### Selected passage
>>
Not implemented and won't be as this method is considered deprecated.

curl_formadd

Seems to be working.

curl_formaddfile

Seems to be working.

curl_formfree

Used internally. Not exposed through the public API, as this call has no relevance to Perl code.

curl_free

Used internally. Not exposed through the public API, as this call has no relevance to Perl code.

curl_getdate

Not implemented. This function is easily replaced by Perl code and as such, most likely it won't be implemented.

curl_global_cleanup

Only used internally, not exposed through the public API.

curl_global_init

Only used internally, not exposed through the public API.

curl_global_init_mem

Not implemented.

curl_global_cleanup

Only used internally and called automatically upon exit.

curl_slist_append

Only used internally, not exposed through the public API.

curl_slist_free_all

Only used internally, not exposed through the public API.

curl_unescape

Not implemented and won't be, as this method is considered deprecated.

curl_version_info

Not yet implemented.

curl_multi_*

Most methods are either not exposed through the WWW::Curl::Multi API or they behave differently than it's C counterpart. Please see the section about WWW::Curl::Multi above.

curl_multi_fdset

This method returns three arrayrefs: the read, write and exception fds libcurl knows about. In the case of no file descriptors in the given set, an empty array is returned.

USAGE CASES

WWW::Curl is a thin binding on top of libcurl, to make using libcurl possible from Perl land. Because of this, the module is less like Perl and more like C in coding style.

There is a new module, http://search.cpan.org/perldoc?WWW::Curl::Simple, which wraps this module into a more Perlish and userfriendly package.

The standard Perl WWW module, LWP should probably be used in most cases to work with HTTP or FTP from Perl. However, there are some cases where LWP doesn't perform well. One is speed and the other is parallelism. WWW::Curl is much faster, uses much less CPU cycles and it's capable of non-blocking parallel requests.

In some cases, for example when building a web crawler, cpu usage and parallel downloads are important considerations. It can be desirable to use WWW::Curl to do the heavy-lifting of a large number of downloads and wrap the resulting data into a Perl-friendly structure by HTTP::Response or use WWW::Curl::Simple to do that for you.
<<
### Extracted records
>>
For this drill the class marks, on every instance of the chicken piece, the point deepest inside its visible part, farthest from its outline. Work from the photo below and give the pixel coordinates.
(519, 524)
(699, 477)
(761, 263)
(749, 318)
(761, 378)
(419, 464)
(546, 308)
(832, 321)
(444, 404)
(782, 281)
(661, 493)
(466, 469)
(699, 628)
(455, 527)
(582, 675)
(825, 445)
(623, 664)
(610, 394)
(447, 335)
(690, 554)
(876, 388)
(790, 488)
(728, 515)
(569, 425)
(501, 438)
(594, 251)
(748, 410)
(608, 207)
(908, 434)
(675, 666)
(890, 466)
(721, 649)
<<
>>
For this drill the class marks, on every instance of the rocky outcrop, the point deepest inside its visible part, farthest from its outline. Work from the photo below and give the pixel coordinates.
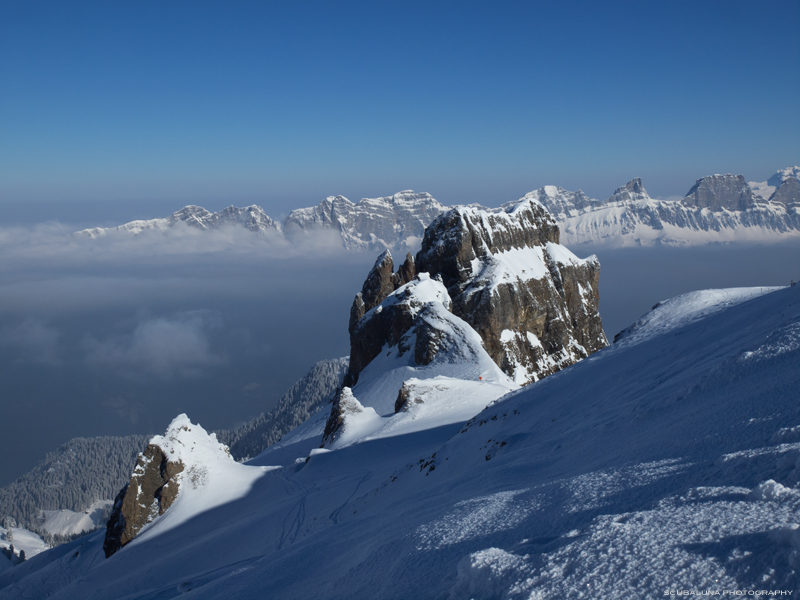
<<
>>
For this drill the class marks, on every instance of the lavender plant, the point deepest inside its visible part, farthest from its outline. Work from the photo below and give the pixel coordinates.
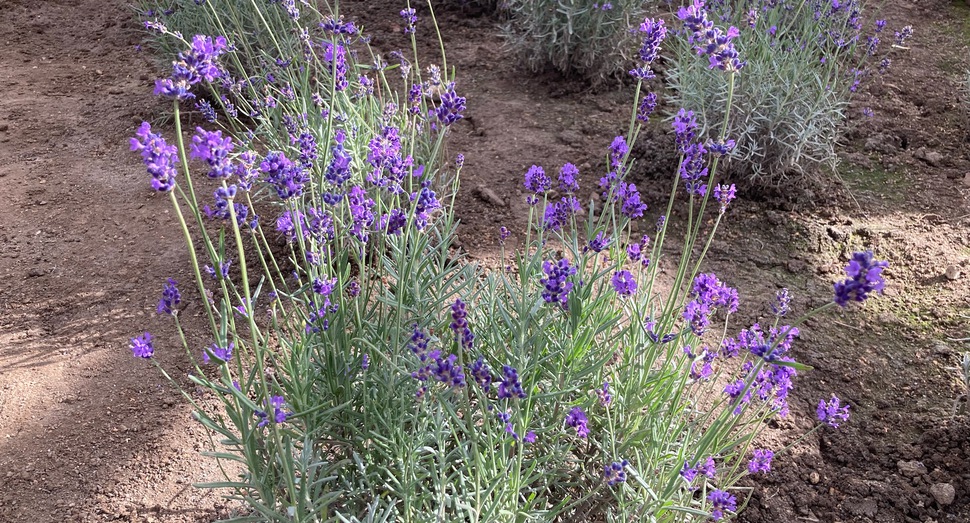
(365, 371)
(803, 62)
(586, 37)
<<
Extract everything from "curl_multi_fdset" down to "in coding style." in the WWW::Curl documentation, copied word for word.

### Solution to this problem
curl_multi_fdset

This method returns three arrayrefs: the read, write and exception fds libcurl knows about. In the case of no file descriptors in the given set, an empty array is returned.

USAGE CASES

WWW::Curl is a thin binding on top of libcurl, to make using libcurl possible from Perl land. Because of this, the module is less like Perl and more like C in coding style.